_REQUIREMENT_. Locate each line in the material below that contains the word "building", and copy those lines out in full.

(Excerpts of pointing data)
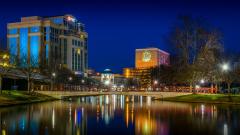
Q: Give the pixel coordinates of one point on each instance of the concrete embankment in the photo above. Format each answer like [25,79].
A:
[156,95]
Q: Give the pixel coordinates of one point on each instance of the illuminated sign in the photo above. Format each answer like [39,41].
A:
[146,56]
[71,19]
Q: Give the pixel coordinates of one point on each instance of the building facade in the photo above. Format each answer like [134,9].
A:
[145,59]
[4,59]
[107,77]
[49,42]
[151,57]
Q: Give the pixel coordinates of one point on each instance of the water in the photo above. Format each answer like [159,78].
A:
[118,114]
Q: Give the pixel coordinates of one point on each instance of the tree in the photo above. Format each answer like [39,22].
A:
[29,67]
[197,47]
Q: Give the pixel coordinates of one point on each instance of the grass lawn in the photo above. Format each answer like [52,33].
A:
[207,98]
[13,97]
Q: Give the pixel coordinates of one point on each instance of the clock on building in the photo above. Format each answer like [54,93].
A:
[146,56]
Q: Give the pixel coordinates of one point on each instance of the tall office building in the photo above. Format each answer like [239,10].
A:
[145,59]
[49,41]
[151,57]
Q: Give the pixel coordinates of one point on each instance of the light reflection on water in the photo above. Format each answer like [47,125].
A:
[118,114]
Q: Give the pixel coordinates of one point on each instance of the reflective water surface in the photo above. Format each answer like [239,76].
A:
[118,114]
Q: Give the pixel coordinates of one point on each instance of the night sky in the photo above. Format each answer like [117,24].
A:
[117,27]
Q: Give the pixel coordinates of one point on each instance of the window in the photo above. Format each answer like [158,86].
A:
[65,52]
[76,42]
[73,42]
[72,58]
[12,31]
[23,46]
[47,49]
[35,29]
[34,50]
[12,49]
[57,20]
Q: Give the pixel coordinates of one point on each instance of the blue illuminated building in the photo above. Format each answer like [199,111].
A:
[50,42]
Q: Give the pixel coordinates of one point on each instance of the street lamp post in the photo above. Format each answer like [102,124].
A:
[155,84]
[225,68]
[53,80]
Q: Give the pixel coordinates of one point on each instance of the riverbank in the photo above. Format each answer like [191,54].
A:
[8,98]
[206,98]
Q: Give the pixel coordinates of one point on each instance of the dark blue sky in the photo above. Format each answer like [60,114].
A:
[117,27]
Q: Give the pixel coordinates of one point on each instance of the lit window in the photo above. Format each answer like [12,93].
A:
[12,31]
[35,29]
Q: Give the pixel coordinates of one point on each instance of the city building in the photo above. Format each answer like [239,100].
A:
[145,59]
[4,58]
[151,57]
[107,77]
[49,42]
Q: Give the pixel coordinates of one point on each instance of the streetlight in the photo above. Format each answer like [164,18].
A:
[83,81]
[202,81]
[155,83]
[225,67]
[53,75]
[107,82]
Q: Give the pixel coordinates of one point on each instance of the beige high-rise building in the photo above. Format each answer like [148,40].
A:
[151,57]
[50,42]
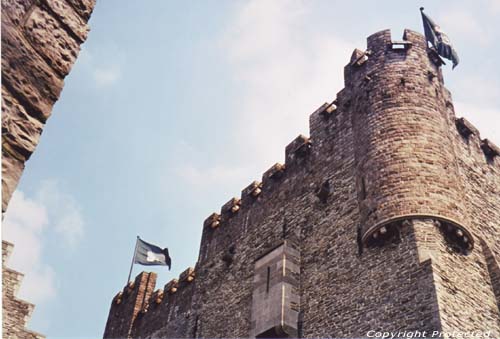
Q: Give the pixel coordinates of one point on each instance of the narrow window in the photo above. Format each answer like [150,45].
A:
[363,188]
[268,281]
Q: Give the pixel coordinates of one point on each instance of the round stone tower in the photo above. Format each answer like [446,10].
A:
[406,164]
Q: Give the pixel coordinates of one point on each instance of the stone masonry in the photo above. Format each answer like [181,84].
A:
[386,218]
[40,42]
[16,312]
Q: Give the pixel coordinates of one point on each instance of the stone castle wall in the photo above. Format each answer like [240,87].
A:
[391,206]
[16,312]
[40,42]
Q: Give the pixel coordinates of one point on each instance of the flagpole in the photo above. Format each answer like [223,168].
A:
[133,259]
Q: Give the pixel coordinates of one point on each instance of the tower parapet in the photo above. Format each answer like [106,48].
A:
[406,163]
[386,158]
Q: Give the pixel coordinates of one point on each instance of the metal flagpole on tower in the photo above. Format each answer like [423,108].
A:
[133,259]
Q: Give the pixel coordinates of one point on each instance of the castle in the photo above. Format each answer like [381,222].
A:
[40,42]
[386,218]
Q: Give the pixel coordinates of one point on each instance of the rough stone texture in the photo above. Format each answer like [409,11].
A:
[393,205]
[40,43]
[16,312]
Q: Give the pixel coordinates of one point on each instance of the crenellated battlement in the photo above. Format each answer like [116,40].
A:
[389,191]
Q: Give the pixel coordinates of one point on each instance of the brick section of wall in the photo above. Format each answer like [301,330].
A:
[16,312]
[386,157]
[127,304]
[40,43]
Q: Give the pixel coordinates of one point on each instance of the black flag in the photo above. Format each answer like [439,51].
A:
[148,254]
[438,39]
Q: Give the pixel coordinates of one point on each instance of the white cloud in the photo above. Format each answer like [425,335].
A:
[463,23]
[27,220]
[285,73]
[201,178]
[102,75]
[108,76]
[64,212]
[486,119]
[285,69]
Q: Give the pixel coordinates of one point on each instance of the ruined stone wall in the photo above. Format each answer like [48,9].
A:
[16,312]
[40,42]
[394,215]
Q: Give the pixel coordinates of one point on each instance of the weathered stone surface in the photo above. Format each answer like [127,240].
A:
[38,49]
[49,38]
[26,74]
[40,42]
[12,169]
[16,312]
[83,7]
[407,240]
[70,18]
[16,9]
[20,132]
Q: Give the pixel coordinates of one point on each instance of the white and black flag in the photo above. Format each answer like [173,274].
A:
[150,255]
[438,39]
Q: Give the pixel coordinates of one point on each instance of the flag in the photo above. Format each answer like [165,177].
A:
[438,39]
[148,254]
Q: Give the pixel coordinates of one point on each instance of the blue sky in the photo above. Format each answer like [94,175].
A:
[173,107]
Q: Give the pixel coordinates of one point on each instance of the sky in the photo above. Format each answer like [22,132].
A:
[173,107]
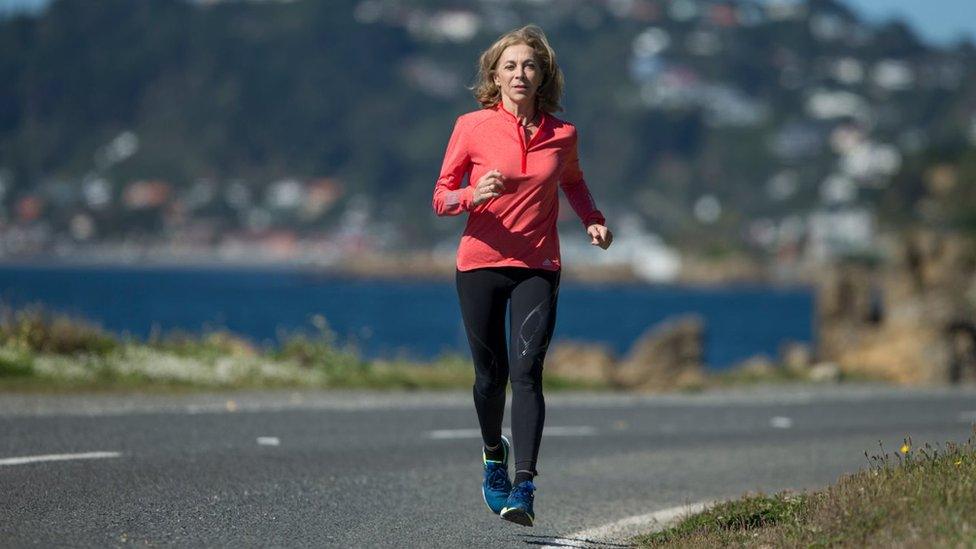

_EXERCISE OUTPUT_.
Q: Give the pixel coordinates of one point on each instance of the building facade in the photo above. Format each answer like [134,9].
Q: Give the pixel coordinates of one point on each instance of the clock on building in the photo above. Format each answer like [54,93].
Q: Give the pixel coordinates of one point on each instance of the tall office building in the photo above. Format each answer like [239,10].
Q: Give the pixel coordinates of one point on each instance of the blue illuminated building in the photo above. Format each answer like [199,111].
Q: Give the pixel coordinates of one point on each instance of the city building in the photo above. Format each answer like [239,100].
Q: Give the pixel coordinates of one point on each instance of the beige high-rise building in the photo above. Format each answer like [148,40].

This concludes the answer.